:: 本文 ::
# # # # #

クラウドファンディングの「Makuake(マクアケ)」が2022年4月から本格展開を始めたのが、プロジェクト実行者と小売店などのバイヤーをつなぐサービス「Makuake応援仕入れ」だ。既に大手百貨店など100社以上のバイヤーが登録、22年末までに1000社を目指す。新規性の高い商品を他社に先駆けて扱えるサービスで、新たな商流が生まれようとしている。
マクアケが本格展開を始めた「Makuake応援仕入れ」は小売店やEC事業者のバイヤーが登録し、マクアケで開催中のプロジェクト実行者(企業や個人)から専用サイトを通じて卸値で少量から直接仕入れられる新サービスだ。バイヤーは通常の応援購入ページに掲載されているのと同様のプロジェクト実行者の思いや商品の詳細なアピールポイントを確認しつつ、マクアケの一般サポーターによる応援購入の集まり具合、応援コメント、いいね数などを参考に仕入れるかどうかを判断できる。プロジェクト実行者と直接メッセージのやり取りも可能だ。
「マクアケの各プロジェクトページは、実行者が何にこだわり、どんな技術を用いて、どのような製造工程を経ているかなど作り手の顔が見え、サポーターの声も拾える。通常のリアルの商談で得られる情報と同等か、それ以上のものがオンラインで獲得できる。何よりも、(プロジェクト実施中で)まだ世の中に流通していない商品をいち早く仕入れ予約できるのがメリット」と、マクアケ共同創業者の坊垣佳奈氏は説明する。

# # # # #

:: 作業項目 ::
Makuake応援仕入れを扱った本文から、「マクアケが本格展開を始めた「」で始まり「業者の坊垣佳奈氏は説明する。」で終わる部分を一字一句そのまま書き出してもらえますか？

# # # # #

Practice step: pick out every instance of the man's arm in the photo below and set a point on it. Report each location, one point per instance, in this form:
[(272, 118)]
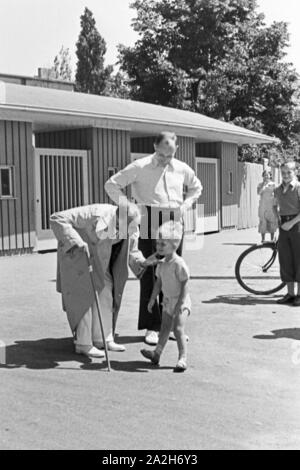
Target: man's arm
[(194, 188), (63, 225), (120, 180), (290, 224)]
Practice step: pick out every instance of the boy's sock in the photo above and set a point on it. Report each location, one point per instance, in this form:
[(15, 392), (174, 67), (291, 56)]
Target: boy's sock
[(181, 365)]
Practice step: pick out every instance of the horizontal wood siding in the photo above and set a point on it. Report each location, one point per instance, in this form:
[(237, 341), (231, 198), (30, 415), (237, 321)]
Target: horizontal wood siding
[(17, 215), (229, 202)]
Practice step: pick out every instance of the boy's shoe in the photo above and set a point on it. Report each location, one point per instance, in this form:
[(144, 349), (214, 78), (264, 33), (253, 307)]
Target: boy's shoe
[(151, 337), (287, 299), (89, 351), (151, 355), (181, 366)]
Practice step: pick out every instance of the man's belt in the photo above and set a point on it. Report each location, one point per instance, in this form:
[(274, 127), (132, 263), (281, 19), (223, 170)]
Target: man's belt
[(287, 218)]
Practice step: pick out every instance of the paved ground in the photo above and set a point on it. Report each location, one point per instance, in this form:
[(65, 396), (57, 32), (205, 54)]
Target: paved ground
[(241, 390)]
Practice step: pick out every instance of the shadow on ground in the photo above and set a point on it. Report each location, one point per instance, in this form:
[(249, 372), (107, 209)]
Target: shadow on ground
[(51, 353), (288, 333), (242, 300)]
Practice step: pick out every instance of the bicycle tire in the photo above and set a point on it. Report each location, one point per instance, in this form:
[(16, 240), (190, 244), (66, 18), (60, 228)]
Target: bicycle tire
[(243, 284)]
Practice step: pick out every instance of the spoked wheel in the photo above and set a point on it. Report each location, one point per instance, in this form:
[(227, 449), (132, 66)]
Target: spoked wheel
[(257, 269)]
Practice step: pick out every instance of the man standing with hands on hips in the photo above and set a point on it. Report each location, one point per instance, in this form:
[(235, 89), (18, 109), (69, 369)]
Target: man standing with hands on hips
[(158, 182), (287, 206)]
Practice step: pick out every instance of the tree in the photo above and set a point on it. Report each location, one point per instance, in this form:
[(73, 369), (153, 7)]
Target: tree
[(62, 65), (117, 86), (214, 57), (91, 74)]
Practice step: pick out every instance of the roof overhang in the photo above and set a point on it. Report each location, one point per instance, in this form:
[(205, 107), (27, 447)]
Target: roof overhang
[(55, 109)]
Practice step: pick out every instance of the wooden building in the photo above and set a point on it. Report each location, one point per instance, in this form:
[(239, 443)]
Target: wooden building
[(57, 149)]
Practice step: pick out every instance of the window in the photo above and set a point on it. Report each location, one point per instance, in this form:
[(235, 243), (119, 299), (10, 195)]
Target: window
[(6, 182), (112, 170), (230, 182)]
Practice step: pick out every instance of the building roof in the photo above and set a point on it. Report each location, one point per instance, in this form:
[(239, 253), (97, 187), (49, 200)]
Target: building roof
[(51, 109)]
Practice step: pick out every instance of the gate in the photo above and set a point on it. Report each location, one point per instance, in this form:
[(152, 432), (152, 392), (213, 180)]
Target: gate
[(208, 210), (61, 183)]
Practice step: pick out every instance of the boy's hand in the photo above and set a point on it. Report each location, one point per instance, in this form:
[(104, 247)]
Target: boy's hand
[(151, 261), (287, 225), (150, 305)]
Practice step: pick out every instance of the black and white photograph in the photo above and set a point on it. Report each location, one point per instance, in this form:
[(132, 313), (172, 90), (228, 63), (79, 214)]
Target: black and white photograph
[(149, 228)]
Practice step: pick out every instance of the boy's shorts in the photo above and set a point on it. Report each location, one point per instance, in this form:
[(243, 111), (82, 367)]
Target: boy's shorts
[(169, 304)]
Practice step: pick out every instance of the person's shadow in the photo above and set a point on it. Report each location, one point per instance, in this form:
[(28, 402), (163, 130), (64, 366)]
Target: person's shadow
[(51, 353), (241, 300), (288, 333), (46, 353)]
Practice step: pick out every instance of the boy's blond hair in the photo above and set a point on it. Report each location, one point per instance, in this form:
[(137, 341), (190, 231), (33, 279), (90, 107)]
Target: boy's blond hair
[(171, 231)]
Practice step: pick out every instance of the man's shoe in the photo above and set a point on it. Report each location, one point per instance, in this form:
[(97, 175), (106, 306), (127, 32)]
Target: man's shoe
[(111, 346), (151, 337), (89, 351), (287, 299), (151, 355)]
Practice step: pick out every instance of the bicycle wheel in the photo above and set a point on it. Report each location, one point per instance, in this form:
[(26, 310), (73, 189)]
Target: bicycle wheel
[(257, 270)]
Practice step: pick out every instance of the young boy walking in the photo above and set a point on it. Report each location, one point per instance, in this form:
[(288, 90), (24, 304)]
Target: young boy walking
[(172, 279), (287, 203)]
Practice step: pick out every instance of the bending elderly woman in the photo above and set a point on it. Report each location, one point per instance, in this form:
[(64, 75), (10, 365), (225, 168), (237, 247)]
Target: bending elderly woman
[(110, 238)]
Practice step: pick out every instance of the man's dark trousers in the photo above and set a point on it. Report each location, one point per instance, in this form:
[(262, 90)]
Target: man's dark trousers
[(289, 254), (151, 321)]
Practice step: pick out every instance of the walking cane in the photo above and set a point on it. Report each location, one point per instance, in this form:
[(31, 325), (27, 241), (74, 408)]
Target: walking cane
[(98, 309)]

# # # # #

:: 課題の解答 ::
マクアケが本格展開を始めた「Makuake応援仕入れ」は小売店やEC事業者のバイヤーが登録し、マクアケで開催中のプロジェクト実行者(企業や個人)から専用サイトを通じて卸値で少量から直接仕入れられる新サービスだ。バイヤーは通常の応援購入ページに掲載されているのと同様のプロジェクト実行者の思いや商品の詳細なアピールポイントを確認しつつ、マクアケの一般サポーターによる応援購入の集まり具合、応援コメント、いいね数などを参考に仕入れるかどうかを判断できる。プロジェクト実行者と直接メッセージのやり取りも可能だ。
「マクアケの各プロジェクトページは、実行者が何にこだわり、どんな技術を用いて、どのような製造工程を経ているかなど作り手の顔が見え、サポーターの声も拾える。通常のリアルの商談で得られる情報と同等か、それ以上のものがオンラインで獲得できる。何よりも、(プロジェクト実施中で)まだ世の中に流通していない商品をいち早く仕入れ予約できるのがメリット」と、マクアケ共同創業者の坊垣佳奈氏は説明する。